(Beginning of PROVIDED RECORDS)

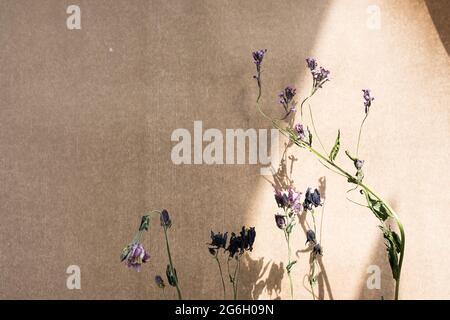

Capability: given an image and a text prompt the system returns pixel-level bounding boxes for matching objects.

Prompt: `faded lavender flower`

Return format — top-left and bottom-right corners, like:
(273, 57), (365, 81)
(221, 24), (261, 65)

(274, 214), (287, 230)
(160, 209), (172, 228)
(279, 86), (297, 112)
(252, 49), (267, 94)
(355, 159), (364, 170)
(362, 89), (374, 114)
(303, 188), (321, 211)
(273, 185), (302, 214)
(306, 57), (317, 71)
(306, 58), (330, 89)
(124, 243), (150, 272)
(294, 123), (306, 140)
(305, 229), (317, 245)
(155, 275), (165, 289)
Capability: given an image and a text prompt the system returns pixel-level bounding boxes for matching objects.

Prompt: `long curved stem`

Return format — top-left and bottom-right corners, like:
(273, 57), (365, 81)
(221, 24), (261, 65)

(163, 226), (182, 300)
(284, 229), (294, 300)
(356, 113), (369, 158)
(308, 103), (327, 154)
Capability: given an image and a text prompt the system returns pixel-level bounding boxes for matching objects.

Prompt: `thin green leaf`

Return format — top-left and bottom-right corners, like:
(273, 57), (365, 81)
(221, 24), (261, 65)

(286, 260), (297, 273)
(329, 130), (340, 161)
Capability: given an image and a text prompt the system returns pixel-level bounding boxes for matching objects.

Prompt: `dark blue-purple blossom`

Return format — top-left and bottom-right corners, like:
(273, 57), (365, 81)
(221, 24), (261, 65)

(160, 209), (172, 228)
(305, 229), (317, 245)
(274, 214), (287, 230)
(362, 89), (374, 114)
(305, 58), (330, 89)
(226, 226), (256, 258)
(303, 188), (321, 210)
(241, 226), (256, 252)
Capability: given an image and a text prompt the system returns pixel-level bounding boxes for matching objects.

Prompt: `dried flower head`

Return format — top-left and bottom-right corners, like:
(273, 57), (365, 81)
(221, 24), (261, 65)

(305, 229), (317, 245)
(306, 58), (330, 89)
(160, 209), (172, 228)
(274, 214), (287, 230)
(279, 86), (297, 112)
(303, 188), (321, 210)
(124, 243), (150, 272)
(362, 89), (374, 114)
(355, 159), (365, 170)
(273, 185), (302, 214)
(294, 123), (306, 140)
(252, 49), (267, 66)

(End of PROVIDED RECORDS)

### WHAT THE TASK REQUIRES
The job here is to retype the data exactly, with no pictures included.

### OUTPUT FOR THIS EXERCISE
Capability: given an image and a text prompt the system returns pixel-level bounding boxes for matching objects.

Prompt: `faded lavender flower`

Return format — top-left and bottom-right corners, like:
(273, 57), (365, 81)
(221, 24), (261, 65)

(274, 214), (287, 230)
(160, 209), (172, 228)
(279, 86), (297, 112)
(252, 49), (267, 94)
(355, 159), (364, 170)
(362, 89), (374, 114)
(303, 188), (321, 211)
(273, 185), (302, 214)
(306, 57), (317, 71)
(306, 58), (330, 89)
(124, 243), (150, 272)
(294, 123), (306, 140)
(305, 229), (317, 245)
(155, 275), (165, 289)
Capability: given an image and a text prompt the system returns pixel-level bounding boxes for matching objects.

Prompt: `long curved stem`

Return format — top-left and bottom-right corners, like:
(273, 57), (365, 81)
(221, 24), (261, 65)

(163, 226), (182, 300)
(284, 229), (294, 300)
(356, 113), (369, 158)
(308, 103), (327, 154)
Capability: given an image and a text prompt the system returns pixel-level bounding boxes for matching objects.

Prompt: `thin green leaf`

Return format — top-left and bottom-right corners, like:
(273, 57), (365, 81)
(221, 24), (261, 65)

(286, 260), (297, 273)
(329, 130), (340, 161)
Capability: given an image and a text prompt the system returns pixel-level bounding boxes for matching objects.

Prompt: `dark blue-purple blossom`

Return format — top-left and bottom-right corners, like:
(273, 57), (365, 81)
(221, 24), (261, 65)

(160, 209), (172, 228)
(305, 229), (317, 245)
(274, 214), (287, 230)
(362, 89), (374, 114)
(305, 58), (330, 89)
(226, 226), (256, 258)
(303, 188), (321, 210)
(241, 226), (256, 252)
Capability: given an image and a text prompt the system returns pixel-level bounding boxes for matching objects.

Prompt: `dried flower head`

Return format — top-left and bottom-right corners, like:
(273, 57), (365, 81)
(221, 24), (261, 65)

(305, 229), (317, 245)
(306, 58), (330, 89)
(160, 209), (172, 228)
(274, 214), (287, 230)
(279, 86), (297, 112)
(303, 188), (321, 210)
(124, 243), (150, 272)
(362, 89), (374, 114)
(355, 159), (365, 170)
(273, 185), (302, 214)
(294, 123), (306, 140)
(252, 49), (267, 66)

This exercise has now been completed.